#### [Activity]
In the entries below, find each line bearing the string "bowl" and copy it.

**** Record excerpts ****

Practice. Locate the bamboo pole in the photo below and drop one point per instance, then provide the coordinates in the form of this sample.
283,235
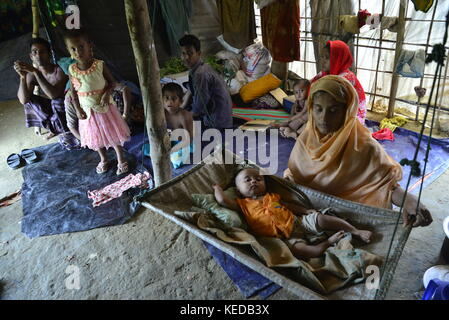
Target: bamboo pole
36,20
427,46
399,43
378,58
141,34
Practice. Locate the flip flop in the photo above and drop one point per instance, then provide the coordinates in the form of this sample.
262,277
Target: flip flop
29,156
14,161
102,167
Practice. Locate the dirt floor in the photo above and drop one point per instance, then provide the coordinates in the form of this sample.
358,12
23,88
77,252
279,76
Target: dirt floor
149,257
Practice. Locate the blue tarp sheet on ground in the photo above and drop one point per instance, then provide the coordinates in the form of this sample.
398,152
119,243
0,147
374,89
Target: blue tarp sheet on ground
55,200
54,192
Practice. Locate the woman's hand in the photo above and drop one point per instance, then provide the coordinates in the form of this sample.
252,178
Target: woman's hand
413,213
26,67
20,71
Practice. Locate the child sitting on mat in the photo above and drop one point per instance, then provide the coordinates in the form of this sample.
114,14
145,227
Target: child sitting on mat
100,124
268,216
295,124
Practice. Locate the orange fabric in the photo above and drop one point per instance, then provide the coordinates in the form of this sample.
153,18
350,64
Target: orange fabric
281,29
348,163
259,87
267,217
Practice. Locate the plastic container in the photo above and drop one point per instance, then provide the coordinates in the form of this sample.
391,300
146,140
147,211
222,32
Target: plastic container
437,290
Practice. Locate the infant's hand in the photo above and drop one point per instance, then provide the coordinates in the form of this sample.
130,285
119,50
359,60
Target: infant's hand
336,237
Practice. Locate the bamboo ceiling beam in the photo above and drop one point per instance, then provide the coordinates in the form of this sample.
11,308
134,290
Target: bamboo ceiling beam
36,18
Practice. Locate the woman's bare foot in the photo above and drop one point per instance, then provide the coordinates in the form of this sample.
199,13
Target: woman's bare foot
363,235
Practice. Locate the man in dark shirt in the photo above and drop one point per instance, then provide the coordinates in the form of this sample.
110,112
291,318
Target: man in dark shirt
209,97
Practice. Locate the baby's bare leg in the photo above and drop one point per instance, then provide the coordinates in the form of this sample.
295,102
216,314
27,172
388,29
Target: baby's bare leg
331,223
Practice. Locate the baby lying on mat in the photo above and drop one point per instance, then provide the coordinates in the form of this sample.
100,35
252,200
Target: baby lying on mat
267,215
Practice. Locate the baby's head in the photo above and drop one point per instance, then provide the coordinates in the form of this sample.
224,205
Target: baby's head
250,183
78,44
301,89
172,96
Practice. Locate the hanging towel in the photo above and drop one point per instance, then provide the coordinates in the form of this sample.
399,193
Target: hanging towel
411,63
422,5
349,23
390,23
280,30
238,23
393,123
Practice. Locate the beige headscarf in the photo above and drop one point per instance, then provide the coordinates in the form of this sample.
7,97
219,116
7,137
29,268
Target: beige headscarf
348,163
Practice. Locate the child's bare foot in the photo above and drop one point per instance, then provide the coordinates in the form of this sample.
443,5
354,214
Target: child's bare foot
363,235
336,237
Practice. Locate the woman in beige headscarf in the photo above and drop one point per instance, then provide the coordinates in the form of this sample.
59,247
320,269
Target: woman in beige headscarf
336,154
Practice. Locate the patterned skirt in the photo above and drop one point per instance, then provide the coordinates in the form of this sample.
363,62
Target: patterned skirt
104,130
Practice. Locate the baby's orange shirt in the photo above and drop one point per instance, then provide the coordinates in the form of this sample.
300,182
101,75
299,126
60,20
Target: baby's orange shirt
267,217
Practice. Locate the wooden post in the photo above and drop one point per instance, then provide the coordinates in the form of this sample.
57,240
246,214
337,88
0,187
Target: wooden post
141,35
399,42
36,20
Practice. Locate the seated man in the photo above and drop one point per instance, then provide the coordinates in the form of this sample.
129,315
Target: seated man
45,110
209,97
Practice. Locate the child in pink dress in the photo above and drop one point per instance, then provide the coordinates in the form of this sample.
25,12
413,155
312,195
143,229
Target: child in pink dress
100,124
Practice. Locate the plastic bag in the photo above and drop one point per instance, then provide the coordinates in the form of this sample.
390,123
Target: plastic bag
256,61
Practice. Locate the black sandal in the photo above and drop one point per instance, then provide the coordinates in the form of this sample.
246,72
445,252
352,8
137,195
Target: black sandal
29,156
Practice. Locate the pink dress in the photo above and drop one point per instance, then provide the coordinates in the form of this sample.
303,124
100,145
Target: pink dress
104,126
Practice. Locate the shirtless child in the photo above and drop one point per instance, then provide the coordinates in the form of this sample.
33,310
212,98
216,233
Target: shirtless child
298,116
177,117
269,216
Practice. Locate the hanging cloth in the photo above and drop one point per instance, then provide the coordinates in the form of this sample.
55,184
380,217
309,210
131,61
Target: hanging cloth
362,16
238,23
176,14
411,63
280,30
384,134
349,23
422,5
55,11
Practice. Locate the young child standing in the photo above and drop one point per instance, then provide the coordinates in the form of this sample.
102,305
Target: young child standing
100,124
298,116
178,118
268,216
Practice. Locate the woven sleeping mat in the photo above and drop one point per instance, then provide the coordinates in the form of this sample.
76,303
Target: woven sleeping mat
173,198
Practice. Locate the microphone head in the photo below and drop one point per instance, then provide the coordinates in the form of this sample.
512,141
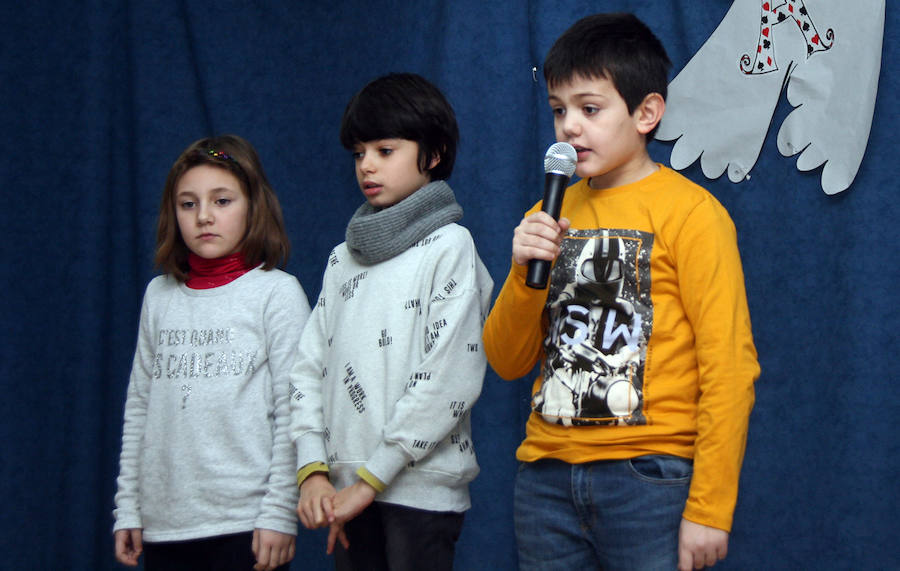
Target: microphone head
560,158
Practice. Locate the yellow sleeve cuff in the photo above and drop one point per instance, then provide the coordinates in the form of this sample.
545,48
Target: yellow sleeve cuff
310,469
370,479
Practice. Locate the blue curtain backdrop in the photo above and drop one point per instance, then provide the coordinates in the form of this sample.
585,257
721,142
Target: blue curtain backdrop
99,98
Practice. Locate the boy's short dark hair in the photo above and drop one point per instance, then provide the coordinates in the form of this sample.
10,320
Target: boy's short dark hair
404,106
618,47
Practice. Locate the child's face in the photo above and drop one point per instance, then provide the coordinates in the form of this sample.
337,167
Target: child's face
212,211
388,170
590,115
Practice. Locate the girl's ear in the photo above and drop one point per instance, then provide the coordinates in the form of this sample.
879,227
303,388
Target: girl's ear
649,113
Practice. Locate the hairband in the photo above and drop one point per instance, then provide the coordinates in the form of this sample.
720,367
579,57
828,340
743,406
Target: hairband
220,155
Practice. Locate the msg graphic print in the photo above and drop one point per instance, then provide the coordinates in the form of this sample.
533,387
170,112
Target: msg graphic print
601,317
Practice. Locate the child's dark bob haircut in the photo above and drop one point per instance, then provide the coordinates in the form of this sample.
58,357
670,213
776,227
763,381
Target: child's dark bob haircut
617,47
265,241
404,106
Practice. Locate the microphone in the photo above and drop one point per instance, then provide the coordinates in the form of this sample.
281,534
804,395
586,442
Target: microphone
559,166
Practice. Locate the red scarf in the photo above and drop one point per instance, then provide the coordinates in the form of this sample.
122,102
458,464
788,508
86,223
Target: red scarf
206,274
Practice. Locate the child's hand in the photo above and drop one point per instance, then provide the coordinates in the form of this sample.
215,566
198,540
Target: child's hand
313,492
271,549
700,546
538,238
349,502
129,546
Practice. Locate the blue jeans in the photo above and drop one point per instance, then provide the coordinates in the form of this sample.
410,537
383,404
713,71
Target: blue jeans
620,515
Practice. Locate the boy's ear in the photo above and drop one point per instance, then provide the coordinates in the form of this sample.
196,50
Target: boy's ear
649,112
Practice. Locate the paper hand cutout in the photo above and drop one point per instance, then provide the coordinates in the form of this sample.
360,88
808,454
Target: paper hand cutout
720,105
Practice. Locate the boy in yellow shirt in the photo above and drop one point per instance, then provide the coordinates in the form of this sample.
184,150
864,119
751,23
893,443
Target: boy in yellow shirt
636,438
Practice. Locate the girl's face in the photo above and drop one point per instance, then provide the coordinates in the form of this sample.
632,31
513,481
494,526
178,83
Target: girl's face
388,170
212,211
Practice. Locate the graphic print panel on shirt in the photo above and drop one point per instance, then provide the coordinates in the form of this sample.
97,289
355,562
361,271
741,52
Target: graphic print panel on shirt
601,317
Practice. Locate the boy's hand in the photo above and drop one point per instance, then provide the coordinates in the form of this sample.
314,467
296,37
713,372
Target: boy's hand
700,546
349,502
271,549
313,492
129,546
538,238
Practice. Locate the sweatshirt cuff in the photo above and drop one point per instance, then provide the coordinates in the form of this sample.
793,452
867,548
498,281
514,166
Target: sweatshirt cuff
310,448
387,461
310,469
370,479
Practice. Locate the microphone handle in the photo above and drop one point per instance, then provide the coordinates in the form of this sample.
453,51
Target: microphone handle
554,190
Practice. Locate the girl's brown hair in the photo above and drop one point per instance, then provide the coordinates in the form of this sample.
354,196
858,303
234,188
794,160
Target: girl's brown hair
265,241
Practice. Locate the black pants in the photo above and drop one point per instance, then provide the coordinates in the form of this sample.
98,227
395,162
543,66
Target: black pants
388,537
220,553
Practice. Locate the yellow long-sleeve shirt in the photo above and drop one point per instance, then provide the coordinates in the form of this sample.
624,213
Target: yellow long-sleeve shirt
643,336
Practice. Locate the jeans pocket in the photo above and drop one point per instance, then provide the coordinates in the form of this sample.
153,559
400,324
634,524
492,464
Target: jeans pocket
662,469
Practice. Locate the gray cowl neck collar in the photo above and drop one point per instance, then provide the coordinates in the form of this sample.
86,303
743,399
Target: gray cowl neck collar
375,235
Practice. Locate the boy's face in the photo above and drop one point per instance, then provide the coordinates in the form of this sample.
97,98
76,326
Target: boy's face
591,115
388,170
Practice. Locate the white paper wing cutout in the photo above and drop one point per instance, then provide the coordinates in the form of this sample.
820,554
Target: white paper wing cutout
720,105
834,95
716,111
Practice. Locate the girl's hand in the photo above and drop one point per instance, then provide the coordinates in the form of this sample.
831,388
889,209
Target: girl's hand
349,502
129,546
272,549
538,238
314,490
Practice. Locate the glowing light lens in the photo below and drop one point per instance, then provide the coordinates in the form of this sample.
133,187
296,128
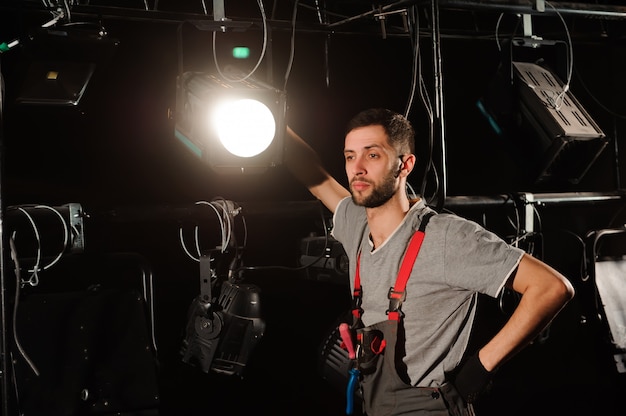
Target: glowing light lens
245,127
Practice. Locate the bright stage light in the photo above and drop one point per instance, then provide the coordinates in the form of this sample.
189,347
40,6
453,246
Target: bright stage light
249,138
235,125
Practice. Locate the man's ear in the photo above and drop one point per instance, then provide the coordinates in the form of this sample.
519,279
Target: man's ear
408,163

****
**** Record excerpts ****

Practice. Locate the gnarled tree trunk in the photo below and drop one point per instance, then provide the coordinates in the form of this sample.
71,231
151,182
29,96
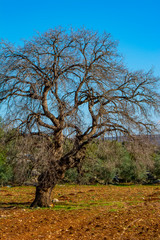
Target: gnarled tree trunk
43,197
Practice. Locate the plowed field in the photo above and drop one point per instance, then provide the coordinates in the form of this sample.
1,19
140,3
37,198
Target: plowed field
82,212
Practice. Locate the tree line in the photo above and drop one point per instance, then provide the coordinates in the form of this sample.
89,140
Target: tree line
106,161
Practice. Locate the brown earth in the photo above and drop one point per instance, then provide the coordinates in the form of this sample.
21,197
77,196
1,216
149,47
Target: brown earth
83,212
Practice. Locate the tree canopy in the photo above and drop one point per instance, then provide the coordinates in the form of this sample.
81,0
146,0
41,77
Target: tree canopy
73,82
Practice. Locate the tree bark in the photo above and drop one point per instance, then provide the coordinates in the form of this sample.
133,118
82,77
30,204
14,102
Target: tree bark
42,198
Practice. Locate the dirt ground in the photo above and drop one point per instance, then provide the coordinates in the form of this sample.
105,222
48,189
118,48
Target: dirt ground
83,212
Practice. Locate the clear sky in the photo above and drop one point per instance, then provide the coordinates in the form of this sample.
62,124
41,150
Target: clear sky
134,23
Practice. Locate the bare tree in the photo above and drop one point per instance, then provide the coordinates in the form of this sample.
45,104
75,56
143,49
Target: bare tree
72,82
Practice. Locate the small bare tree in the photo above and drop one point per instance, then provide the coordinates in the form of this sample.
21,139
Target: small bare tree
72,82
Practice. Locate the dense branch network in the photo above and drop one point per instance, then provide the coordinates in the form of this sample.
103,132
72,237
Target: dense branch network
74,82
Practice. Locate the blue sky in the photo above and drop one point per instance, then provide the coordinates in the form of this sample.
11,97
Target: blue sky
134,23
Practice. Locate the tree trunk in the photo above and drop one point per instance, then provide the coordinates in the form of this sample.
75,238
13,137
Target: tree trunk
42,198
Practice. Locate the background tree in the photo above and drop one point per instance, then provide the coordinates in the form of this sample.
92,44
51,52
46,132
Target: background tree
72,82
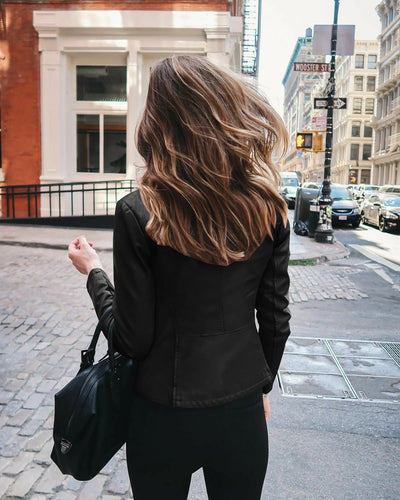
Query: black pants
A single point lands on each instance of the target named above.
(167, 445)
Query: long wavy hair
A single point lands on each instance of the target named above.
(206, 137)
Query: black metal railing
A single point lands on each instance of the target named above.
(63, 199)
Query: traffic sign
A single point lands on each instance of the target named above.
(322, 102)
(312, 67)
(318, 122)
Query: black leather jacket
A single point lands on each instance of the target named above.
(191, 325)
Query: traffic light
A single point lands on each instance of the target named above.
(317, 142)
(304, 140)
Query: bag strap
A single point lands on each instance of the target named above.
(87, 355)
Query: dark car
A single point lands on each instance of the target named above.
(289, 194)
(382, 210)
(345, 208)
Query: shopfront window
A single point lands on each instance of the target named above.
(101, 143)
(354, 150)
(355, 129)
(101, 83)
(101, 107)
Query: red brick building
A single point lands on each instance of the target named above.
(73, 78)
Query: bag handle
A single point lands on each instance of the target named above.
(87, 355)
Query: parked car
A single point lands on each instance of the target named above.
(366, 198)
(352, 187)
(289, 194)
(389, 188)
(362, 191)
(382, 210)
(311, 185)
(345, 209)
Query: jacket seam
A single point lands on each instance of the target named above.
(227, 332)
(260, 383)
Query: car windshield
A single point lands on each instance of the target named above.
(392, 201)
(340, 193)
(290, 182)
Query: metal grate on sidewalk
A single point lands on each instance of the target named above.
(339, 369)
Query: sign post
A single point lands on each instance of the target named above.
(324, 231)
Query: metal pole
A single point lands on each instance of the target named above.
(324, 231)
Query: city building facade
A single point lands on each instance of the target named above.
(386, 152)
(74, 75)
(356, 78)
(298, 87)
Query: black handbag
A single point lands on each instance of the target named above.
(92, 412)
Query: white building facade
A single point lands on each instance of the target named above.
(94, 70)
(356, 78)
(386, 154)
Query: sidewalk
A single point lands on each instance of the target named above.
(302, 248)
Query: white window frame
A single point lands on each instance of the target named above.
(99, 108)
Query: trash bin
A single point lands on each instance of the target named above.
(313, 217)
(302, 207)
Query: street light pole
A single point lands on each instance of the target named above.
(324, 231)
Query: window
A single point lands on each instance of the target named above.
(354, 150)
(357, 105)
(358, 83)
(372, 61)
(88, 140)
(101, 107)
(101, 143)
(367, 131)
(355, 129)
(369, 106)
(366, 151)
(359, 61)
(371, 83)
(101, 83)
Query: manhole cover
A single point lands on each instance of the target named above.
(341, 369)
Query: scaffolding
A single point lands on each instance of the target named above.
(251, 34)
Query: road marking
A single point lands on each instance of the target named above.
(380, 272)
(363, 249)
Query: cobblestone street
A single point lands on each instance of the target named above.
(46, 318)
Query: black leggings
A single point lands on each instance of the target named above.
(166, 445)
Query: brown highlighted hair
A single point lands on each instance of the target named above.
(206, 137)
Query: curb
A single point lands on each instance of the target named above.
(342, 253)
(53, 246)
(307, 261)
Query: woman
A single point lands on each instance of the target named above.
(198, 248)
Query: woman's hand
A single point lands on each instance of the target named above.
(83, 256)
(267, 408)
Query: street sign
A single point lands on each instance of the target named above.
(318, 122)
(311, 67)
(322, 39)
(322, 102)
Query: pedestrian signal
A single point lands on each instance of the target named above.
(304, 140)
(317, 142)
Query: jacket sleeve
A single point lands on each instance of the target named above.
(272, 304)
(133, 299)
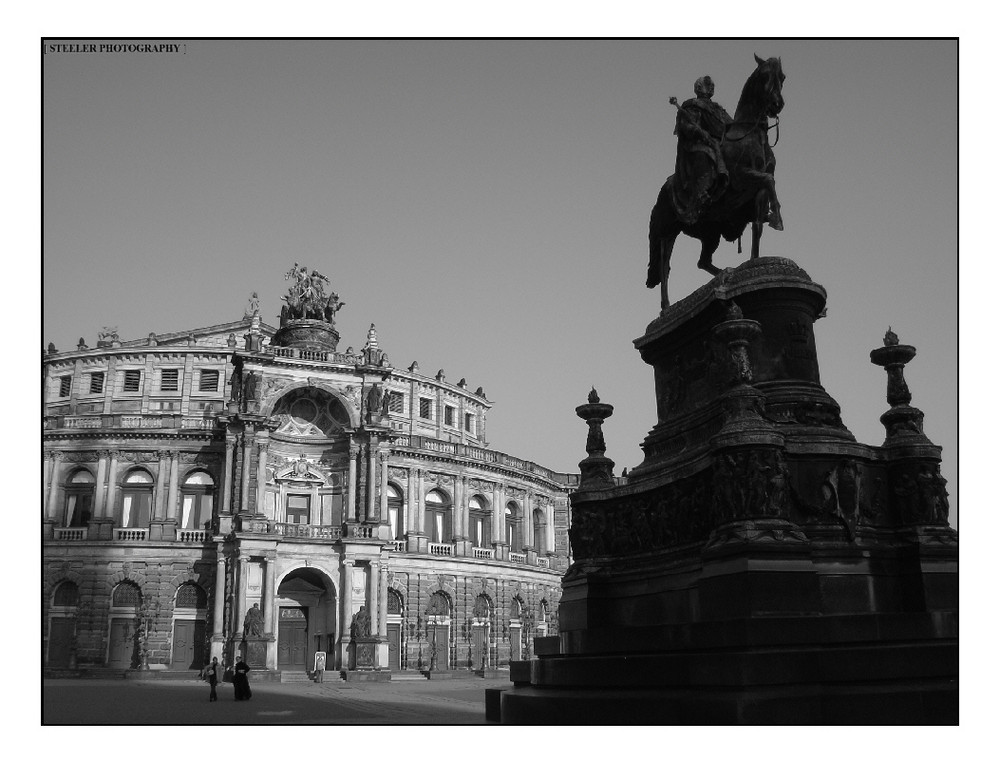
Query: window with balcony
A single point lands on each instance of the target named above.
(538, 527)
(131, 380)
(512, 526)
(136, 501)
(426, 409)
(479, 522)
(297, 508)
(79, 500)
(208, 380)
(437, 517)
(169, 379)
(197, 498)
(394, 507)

****
**** Record excerpts ****

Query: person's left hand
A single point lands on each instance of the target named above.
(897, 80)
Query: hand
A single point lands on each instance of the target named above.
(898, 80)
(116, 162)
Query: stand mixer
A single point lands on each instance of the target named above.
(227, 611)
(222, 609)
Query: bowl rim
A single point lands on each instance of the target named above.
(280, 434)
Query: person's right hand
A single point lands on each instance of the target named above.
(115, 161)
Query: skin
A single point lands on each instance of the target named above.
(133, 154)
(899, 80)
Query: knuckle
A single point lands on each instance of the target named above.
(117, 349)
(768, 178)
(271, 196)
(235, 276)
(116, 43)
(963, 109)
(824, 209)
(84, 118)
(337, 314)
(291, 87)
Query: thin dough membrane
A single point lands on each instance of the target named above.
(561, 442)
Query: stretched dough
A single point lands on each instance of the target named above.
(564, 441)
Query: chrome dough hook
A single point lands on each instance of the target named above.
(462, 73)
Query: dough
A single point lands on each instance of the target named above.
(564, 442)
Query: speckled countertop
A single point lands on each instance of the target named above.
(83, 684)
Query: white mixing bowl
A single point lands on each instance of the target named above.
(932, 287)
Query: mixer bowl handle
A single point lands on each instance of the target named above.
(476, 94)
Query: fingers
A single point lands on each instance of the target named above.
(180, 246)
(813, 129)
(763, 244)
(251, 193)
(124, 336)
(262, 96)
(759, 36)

****

#### [Task response]
Query: bowl rim
Query: white mixing bowl
Query: mixer bowl handle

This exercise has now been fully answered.